:: Work to do ::
Copy the entries below word for word, from the very first line down to and including the line that contains "(1030, 265)".

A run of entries
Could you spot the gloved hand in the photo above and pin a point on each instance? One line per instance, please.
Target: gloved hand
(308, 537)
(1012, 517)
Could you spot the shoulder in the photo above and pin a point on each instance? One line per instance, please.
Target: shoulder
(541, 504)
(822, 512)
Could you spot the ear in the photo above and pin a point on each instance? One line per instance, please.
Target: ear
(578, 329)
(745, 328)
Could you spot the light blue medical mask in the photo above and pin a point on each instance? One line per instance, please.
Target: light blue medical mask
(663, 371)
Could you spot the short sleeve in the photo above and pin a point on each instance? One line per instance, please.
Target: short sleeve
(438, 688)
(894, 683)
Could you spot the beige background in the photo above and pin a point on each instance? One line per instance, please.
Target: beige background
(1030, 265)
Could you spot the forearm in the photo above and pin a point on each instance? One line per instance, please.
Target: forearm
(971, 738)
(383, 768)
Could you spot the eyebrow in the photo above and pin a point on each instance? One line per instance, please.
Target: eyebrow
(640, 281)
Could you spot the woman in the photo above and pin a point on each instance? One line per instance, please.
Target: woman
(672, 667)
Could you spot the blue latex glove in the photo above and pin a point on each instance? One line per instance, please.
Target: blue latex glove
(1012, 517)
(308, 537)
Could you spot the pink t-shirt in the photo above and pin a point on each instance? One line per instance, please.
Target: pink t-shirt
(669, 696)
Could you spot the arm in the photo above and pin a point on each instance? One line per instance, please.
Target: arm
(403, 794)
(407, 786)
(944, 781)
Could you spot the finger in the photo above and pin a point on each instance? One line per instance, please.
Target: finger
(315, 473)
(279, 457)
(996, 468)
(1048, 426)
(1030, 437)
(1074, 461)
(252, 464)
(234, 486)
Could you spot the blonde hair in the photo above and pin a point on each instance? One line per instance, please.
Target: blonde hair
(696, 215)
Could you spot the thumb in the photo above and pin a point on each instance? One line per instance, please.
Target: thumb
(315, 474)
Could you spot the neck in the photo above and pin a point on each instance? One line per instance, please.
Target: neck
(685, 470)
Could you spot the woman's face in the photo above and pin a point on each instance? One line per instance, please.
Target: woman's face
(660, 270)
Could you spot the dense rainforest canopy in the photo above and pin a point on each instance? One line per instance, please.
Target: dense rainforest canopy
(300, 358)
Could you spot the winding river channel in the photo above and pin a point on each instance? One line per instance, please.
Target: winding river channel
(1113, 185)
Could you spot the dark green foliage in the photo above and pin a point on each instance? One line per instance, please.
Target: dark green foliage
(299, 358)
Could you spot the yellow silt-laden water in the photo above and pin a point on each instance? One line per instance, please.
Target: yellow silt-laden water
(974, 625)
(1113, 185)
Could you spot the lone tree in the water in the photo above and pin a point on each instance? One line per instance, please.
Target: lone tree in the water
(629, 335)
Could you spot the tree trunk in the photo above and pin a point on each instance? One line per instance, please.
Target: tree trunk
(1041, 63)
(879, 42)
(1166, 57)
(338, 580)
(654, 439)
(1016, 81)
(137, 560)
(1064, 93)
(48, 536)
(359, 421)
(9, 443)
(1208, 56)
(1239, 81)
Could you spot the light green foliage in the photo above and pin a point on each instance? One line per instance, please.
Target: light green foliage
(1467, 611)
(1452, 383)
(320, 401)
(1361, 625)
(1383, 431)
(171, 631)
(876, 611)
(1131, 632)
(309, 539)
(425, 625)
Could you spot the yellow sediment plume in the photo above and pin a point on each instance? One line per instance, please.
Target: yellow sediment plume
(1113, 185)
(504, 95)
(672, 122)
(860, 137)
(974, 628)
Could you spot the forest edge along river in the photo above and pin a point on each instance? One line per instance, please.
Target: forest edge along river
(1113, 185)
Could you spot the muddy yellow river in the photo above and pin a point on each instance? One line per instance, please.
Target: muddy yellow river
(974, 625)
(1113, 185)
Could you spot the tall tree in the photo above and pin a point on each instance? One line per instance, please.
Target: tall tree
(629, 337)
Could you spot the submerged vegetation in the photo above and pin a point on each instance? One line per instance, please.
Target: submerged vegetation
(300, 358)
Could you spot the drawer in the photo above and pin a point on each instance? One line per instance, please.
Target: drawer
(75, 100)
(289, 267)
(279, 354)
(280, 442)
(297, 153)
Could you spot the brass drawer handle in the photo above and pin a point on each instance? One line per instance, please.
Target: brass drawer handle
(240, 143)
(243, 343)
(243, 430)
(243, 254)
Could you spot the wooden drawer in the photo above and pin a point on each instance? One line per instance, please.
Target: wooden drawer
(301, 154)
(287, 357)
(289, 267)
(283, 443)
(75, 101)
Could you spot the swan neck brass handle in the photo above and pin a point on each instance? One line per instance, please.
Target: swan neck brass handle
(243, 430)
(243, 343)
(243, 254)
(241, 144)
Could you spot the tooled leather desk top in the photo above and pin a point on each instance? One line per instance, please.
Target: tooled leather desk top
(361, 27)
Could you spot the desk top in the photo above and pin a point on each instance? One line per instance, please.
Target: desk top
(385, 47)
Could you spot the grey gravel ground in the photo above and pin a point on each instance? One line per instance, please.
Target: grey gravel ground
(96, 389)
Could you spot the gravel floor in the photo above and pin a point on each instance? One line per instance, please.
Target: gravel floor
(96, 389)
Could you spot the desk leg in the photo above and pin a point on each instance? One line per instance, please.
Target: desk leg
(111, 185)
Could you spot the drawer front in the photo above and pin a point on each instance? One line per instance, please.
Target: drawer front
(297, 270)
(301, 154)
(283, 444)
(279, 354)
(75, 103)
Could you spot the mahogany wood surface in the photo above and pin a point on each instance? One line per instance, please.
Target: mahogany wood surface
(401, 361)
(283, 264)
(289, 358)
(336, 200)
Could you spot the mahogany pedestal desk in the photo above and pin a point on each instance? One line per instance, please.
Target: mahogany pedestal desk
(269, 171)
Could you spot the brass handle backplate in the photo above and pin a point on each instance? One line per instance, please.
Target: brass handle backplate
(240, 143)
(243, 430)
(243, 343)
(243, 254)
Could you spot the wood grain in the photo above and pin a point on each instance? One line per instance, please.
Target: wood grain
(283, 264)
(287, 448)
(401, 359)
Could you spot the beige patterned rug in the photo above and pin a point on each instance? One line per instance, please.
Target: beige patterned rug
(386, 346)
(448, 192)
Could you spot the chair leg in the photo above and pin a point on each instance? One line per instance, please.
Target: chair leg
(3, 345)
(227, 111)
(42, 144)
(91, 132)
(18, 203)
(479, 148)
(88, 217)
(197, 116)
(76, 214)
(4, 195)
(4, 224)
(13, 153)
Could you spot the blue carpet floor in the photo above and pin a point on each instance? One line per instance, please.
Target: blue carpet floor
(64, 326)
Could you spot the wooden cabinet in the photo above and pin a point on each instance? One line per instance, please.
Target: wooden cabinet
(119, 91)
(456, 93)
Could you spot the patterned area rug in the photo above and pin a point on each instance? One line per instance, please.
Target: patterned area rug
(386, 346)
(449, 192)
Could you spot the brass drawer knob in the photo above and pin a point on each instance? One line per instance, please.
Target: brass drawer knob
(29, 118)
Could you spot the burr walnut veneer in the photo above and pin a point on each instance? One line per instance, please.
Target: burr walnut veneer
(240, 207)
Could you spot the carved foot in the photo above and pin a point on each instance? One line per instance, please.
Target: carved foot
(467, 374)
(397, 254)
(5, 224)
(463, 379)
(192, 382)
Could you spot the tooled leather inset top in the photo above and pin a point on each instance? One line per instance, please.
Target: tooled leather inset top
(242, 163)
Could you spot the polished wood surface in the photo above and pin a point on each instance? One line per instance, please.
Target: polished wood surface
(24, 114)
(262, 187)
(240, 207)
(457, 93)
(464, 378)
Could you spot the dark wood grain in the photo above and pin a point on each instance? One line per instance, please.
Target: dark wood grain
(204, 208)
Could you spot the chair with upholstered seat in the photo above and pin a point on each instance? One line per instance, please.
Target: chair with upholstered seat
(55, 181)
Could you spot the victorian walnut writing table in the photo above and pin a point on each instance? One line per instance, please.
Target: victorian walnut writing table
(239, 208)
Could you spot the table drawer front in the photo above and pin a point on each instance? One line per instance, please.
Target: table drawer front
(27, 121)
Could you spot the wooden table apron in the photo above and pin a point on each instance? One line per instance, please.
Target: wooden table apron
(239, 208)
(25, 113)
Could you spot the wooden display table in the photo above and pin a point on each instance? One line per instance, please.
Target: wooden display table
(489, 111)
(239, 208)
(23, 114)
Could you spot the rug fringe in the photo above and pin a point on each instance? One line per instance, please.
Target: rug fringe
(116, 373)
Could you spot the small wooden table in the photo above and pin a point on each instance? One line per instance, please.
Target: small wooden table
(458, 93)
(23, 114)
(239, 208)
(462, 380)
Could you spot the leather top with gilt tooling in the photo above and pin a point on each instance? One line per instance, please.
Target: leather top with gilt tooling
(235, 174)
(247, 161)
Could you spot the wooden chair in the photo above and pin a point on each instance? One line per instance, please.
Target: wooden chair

:: Solution to this exercise ::
Could you spot the gloved hand in the photo above and pin a point on each instance? One line per instance, please.
Target: gloved hand
(308, 537)
(1012, 517)
Could you spot the shoulder in the photo above and pin a point on each instance? One line per instance, please.
Target: shoulder
(541, 504)
(822, 512)
Could you spot the ear in the photo above and pin a point on each instance? One line per instance, please.
Target: ear
(578, 329)
(745, 328)
Could you spot the light blue medical mask in the photo above and pin a point on each instance? One line per instance, please.
Target: light blue medical mask
(663, 371)
Could you spot the short sleeve in the photo above and pin a point on each instance? One line per instance, please.
Target: short sleeve
(438, 688)
(894, 683)
Could you spot the beige background in the photo above and pin a point on each instance? One line per instance, please.
Target: beige background
(1030, 265)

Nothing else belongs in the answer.